## START
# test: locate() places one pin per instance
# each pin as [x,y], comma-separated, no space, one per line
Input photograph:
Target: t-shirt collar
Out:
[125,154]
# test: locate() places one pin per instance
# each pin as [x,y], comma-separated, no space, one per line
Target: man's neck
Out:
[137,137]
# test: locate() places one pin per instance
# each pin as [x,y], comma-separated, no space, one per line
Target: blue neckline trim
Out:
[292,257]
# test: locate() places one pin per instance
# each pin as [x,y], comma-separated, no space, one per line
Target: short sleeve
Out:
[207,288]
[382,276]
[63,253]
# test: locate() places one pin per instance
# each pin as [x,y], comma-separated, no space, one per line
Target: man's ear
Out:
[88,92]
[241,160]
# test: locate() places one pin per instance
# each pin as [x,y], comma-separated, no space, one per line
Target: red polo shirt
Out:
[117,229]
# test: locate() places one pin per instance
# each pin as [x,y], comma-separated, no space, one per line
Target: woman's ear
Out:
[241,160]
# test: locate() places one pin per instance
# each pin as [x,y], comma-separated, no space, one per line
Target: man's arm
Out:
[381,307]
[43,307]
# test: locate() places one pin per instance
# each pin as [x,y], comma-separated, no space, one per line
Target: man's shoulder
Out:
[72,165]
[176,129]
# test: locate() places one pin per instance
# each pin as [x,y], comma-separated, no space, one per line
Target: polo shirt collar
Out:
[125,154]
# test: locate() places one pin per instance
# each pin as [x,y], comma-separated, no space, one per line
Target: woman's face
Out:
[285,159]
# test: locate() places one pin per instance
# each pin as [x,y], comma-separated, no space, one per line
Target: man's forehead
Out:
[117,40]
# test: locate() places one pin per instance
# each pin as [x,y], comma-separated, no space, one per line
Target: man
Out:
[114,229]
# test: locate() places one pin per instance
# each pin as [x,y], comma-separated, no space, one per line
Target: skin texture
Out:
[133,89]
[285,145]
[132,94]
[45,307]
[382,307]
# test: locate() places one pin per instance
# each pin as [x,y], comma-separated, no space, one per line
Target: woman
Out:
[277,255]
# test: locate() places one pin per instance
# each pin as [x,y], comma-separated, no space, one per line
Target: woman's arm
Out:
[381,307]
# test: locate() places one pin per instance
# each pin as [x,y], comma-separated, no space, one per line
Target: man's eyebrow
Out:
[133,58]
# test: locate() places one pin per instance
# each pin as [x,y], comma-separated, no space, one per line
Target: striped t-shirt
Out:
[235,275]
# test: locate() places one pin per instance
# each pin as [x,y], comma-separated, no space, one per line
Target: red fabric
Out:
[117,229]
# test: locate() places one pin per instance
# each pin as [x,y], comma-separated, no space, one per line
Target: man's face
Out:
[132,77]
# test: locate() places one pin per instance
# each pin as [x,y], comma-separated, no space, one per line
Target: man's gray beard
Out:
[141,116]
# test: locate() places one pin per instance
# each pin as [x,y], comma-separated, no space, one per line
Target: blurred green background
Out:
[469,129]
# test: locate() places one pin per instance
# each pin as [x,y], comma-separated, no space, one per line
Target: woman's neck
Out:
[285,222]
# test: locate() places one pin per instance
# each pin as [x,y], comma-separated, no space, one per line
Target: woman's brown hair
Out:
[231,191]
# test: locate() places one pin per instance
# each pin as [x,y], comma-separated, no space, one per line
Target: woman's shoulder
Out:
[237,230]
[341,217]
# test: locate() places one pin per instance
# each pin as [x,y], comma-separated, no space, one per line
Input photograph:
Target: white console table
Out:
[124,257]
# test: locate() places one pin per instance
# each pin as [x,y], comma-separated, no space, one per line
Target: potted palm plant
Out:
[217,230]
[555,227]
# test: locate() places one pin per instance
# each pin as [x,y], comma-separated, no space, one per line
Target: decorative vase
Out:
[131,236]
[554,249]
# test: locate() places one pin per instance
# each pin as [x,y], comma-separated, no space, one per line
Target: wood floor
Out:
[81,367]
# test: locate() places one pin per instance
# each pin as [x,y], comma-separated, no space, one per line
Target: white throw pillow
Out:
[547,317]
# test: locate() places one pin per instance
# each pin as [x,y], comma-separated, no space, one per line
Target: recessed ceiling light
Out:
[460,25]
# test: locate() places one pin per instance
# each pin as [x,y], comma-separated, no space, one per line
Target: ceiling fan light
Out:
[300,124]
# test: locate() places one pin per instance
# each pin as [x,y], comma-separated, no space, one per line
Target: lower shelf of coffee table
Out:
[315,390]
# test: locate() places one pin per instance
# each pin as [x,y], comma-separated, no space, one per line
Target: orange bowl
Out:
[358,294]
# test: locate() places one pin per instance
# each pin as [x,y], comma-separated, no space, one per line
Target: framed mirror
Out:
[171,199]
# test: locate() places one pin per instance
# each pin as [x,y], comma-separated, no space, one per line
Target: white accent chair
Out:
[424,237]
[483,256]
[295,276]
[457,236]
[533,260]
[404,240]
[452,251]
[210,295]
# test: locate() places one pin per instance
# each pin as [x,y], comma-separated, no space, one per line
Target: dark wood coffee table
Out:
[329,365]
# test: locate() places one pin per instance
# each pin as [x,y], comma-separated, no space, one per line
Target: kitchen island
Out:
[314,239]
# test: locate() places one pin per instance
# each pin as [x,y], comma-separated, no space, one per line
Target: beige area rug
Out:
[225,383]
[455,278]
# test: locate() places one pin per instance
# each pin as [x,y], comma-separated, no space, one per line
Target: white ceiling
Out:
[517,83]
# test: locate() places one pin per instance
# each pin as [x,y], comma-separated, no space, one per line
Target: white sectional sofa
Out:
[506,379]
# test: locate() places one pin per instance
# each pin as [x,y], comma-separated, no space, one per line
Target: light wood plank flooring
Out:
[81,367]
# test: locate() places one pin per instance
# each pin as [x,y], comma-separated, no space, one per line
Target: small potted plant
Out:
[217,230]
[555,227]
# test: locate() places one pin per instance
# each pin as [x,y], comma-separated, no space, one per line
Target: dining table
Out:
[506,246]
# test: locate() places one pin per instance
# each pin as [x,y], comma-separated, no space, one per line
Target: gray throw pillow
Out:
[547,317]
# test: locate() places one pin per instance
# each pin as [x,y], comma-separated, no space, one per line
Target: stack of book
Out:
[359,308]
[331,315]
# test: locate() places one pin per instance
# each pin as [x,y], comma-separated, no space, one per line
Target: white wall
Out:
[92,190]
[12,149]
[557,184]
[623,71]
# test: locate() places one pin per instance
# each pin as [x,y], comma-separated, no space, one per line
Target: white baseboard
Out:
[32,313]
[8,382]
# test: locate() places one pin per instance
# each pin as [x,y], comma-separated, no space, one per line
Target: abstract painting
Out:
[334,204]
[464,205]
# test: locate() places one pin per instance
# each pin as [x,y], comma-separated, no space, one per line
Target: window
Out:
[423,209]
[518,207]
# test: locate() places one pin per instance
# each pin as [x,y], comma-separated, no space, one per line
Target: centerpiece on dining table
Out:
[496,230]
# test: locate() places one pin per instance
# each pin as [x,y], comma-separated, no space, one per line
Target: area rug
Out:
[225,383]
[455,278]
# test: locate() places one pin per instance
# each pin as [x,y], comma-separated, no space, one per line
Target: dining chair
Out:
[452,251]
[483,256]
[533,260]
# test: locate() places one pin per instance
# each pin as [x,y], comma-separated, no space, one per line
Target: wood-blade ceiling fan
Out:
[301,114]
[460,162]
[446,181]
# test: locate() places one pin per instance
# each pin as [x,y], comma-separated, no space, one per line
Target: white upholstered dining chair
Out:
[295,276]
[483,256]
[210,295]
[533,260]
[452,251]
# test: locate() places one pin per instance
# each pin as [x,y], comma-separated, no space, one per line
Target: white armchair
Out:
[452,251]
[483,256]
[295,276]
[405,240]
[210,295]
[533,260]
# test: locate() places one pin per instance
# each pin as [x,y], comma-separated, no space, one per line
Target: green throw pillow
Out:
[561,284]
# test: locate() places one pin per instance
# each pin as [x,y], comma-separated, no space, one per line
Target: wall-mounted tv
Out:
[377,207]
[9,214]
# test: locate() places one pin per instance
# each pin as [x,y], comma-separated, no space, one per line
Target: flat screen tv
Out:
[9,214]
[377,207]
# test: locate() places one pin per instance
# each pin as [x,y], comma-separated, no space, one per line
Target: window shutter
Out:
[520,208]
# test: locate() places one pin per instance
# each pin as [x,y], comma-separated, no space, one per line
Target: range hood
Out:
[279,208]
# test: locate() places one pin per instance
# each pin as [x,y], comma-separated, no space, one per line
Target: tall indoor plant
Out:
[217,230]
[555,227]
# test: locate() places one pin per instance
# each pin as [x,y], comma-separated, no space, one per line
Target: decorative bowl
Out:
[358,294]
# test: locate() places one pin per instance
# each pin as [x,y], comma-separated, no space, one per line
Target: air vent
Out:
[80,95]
## END
## START
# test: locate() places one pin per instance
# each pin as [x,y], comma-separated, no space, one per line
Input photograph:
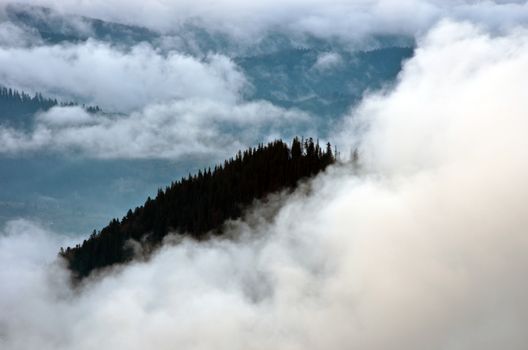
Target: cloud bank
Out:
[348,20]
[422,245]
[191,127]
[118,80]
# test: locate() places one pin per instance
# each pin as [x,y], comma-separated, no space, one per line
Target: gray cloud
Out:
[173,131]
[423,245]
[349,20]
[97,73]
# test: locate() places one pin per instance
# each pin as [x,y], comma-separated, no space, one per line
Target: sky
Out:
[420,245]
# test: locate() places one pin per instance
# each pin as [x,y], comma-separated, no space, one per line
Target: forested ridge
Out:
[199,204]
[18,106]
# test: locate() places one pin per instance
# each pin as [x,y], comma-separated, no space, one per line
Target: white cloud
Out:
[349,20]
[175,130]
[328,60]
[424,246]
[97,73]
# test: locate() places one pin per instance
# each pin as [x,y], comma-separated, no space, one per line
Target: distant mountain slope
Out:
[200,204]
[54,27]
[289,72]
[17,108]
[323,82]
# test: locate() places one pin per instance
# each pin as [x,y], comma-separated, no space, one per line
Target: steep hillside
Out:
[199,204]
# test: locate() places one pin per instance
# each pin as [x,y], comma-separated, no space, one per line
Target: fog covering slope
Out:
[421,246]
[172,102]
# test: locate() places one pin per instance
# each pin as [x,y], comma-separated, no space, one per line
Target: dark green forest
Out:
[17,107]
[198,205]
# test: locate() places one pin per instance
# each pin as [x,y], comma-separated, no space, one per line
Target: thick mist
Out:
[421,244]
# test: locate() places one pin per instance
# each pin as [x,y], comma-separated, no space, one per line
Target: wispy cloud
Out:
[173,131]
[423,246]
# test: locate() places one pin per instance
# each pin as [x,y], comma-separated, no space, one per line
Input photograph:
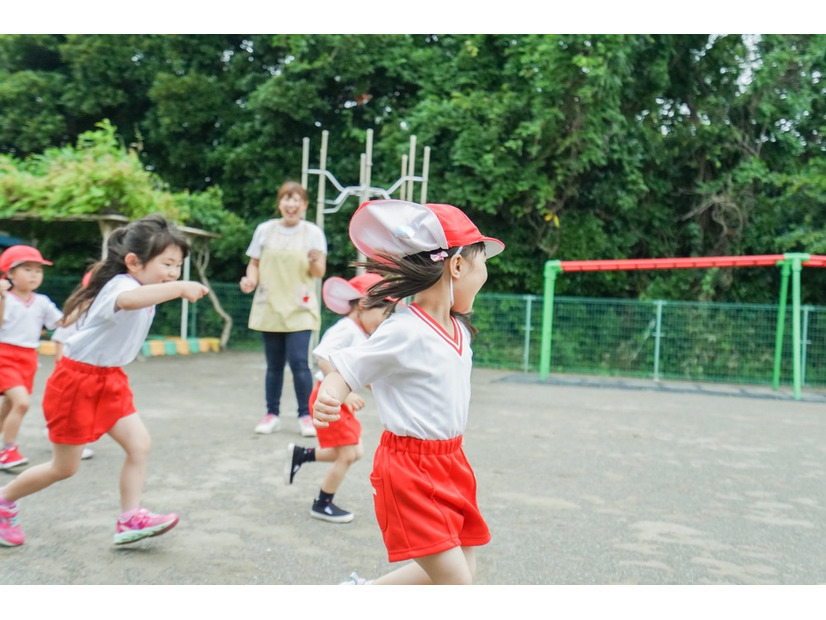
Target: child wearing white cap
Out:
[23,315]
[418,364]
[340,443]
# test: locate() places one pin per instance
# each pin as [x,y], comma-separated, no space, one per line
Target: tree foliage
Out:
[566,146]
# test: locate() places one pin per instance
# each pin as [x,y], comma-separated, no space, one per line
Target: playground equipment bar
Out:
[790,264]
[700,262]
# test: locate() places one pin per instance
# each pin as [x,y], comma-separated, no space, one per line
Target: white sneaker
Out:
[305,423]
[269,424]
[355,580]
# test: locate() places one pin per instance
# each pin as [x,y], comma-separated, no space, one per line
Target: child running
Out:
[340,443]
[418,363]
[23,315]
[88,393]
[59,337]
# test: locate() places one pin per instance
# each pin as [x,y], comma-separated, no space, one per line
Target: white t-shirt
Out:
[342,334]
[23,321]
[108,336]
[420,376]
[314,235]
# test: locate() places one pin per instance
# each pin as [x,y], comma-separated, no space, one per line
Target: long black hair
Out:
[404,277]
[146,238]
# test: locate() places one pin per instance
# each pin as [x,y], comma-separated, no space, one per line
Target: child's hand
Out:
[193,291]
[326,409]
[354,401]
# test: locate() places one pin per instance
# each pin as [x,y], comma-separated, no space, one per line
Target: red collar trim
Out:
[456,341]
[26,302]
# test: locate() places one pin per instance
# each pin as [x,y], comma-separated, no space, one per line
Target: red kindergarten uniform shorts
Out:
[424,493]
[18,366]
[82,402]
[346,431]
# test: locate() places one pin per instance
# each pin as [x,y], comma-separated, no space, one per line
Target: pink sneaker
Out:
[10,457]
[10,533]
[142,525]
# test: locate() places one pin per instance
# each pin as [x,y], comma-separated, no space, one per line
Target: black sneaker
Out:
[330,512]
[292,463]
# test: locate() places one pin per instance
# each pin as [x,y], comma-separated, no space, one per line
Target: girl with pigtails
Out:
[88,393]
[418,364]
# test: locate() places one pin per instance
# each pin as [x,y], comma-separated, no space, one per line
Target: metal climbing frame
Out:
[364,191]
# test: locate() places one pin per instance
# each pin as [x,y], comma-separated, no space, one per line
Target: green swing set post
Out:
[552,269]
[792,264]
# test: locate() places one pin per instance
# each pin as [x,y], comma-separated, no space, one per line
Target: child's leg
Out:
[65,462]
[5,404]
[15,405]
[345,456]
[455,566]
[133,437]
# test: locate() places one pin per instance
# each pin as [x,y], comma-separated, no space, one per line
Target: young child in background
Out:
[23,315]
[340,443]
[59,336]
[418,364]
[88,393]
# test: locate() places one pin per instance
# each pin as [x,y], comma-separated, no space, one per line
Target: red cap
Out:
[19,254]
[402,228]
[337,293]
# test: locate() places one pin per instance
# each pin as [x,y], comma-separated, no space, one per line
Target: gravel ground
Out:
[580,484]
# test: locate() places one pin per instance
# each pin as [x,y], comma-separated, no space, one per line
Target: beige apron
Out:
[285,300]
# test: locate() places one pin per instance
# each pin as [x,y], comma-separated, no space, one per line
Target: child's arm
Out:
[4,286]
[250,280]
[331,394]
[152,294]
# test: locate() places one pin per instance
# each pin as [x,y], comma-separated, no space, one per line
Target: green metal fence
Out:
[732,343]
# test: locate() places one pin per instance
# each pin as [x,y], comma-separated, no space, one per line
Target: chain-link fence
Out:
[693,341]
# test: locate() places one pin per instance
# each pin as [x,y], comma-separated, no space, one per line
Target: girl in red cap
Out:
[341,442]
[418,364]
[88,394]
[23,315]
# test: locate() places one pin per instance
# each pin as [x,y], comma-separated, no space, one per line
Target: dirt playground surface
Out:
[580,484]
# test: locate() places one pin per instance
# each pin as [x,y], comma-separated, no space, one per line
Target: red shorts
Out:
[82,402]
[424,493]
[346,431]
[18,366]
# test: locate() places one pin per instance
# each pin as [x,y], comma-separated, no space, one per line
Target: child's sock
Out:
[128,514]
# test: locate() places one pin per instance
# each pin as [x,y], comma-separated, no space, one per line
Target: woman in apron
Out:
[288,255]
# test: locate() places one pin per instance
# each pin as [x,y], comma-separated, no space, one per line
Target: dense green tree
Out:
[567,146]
## END
## START
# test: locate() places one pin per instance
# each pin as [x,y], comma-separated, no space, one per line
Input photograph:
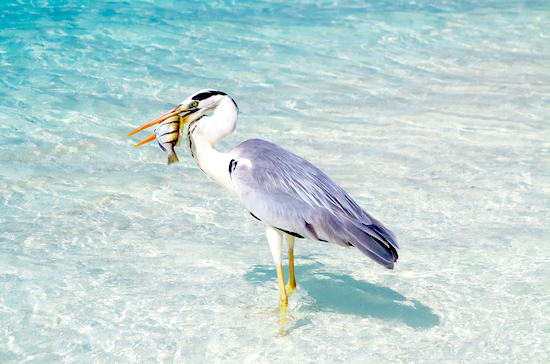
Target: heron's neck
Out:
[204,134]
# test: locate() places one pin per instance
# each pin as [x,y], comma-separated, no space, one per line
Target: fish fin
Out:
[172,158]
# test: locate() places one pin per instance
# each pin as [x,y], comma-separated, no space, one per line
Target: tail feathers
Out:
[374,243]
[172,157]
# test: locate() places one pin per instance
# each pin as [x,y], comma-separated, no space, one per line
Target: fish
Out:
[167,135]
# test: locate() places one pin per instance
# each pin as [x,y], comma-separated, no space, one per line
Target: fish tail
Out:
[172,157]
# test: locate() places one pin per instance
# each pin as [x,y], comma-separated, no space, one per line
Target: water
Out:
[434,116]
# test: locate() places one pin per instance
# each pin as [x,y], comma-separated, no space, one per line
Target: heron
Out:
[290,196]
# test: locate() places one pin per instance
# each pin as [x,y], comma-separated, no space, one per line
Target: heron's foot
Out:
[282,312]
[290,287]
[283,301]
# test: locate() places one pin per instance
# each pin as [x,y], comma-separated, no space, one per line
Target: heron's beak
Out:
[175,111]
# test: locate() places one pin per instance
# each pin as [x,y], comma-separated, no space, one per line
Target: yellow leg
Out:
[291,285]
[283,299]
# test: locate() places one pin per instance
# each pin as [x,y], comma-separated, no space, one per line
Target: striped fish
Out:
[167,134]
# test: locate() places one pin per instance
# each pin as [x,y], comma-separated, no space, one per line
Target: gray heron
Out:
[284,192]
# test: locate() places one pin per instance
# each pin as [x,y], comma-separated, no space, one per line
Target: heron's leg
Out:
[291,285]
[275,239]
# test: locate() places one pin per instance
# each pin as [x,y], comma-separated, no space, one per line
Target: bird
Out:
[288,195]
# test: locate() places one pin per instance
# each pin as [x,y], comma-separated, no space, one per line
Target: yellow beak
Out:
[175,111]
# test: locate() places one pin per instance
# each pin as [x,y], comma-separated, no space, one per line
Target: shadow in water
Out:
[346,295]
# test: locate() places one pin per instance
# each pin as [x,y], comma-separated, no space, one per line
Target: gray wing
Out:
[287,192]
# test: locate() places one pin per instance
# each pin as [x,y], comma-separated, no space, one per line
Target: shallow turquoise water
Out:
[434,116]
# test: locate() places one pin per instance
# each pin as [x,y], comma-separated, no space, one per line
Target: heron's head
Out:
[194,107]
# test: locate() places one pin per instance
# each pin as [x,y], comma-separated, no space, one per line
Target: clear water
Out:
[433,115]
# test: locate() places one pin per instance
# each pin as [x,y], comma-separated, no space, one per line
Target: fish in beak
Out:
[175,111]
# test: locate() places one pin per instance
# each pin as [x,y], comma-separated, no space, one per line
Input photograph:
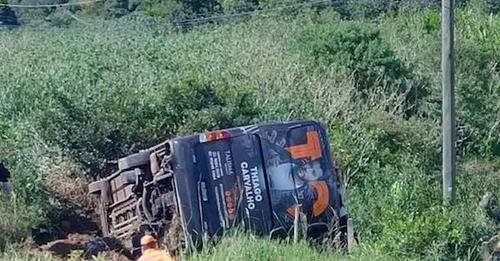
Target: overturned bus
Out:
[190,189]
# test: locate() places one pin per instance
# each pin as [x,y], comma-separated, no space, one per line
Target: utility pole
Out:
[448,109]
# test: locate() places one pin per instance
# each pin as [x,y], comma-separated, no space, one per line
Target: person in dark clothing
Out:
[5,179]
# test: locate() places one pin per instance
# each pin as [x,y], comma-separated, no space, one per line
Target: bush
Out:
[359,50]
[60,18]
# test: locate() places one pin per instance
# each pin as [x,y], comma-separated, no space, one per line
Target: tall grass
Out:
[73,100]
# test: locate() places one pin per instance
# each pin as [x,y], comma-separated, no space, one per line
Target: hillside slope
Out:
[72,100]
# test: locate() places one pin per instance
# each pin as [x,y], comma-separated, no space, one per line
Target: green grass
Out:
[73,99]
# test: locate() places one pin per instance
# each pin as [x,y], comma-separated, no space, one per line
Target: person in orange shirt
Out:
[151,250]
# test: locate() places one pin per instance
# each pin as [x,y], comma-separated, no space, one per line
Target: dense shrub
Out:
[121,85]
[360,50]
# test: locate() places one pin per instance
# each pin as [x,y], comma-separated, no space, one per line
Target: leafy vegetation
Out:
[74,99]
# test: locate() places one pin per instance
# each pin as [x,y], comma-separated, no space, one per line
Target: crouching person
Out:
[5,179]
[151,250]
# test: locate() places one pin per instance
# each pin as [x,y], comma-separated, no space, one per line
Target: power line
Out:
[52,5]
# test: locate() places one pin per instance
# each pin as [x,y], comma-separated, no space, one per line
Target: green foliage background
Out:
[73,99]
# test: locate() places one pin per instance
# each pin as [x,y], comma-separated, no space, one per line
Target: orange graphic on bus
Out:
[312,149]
## END
STATED GOAL ▸ Return each line of the material above that contains the string "wood".

TASK RESULT ▸
Target: wood floor
Target: dark wood coffee table
Target: light wood plank flooring
Target: wood-blade ceiling fan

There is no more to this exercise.